## Work order
What lines of the material below hold the string "clicks"? Copy them out.
════════════════
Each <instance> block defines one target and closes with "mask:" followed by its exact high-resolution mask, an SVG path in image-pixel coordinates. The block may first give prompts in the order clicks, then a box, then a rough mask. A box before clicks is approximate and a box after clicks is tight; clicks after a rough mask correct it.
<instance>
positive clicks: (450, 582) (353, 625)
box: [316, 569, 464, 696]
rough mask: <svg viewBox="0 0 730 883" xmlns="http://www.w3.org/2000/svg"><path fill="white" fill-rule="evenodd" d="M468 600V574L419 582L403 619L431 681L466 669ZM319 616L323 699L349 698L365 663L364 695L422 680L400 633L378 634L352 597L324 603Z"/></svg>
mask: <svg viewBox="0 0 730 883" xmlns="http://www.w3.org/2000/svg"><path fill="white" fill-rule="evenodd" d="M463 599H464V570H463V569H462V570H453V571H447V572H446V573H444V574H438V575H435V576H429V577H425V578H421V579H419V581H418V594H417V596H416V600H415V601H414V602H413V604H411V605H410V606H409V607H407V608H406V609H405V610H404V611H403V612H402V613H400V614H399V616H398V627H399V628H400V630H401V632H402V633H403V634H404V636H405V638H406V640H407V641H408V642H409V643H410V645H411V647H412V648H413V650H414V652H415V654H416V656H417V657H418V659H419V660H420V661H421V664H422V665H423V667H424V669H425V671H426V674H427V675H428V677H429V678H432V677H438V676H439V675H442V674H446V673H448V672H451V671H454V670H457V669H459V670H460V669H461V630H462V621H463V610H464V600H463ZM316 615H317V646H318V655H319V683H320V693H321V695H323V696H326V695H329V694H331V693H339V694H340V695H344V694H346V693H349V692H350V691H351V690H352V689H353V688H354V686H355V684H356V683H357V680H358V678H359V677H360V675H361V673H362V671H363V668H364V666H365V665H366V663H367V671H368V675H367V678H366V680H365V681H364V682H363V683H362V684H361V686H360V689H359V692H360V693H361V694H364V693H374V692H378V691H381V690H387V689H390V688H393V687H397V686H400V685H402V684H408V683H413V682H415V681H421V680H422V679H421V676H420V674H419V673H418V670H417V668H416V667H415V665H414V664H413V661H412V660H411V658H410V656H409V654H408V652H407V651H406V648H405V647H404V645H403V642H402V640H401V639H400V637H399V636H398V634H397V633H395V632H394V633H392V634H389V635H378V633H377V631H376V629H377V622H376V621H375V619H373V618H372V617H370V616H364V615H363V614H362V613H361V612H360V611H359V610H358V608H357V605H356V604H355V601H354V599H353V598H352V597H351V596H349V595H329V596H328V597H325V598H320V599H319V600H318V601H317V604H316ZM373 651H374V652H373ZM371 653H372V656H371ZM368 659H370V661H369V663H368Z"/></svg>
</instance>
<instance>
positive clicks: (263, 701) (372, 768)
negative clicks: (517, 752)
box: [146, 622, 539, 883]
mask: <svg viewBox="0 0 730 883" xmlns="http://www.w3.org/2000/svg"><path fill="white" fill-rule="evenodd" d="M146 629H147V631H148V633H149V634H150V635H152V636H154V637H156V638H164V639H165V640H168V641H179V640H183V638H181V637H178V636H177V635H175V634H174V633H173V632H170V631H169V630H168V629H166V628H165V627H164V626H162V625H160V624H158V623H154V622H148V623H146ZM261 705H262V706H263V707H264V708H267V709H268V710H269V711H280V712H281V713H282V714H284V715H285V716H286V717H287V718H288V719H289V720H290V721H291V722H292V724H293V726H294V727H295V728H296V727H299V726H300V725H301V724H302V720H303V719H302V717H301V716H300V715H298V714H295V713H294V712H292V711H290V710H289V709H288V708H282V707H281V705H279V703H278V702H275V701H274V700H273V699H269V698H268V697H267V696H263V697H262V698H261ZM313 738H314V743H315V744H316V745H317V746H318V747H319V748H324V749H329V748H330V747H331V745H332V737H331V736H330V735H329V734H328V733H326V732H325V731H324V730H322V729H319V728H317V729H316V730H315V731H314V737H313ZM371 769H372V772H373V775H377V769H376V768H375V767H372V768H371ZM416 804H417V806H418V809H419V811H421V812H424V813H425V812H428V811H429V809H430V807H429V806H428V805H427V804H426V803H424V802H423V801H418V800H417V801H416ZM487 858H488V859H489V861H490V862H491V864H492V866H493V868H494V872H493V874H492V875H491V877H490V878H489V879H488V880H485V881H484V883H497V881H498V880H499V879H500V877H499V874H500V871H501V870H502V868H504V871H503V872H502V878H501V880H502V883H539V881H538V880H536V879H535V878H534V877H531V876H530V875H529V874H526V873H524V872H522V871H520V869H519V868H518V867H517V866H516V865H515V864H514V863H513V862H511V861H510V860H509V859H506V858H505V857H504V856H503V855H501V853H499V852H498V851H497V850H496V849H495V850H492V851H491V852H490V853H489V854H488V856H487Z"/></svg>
════════════════
## Response to this exercise
Each <instance> block defines one target and closes with "mask:" followed by its exact high-resolution mask, an SVG path in image-pixel coordinates. The block may first give prompts in the order clicks, then a box, then a rough mask. A box before clicks is approximate and a box after clicks is tight; clicks after a rough mask correct it.
positive clicks: (450, 582) (353, 625)
positive clicks: (263, 701) (372, 768)
negative clicks: (517, 752)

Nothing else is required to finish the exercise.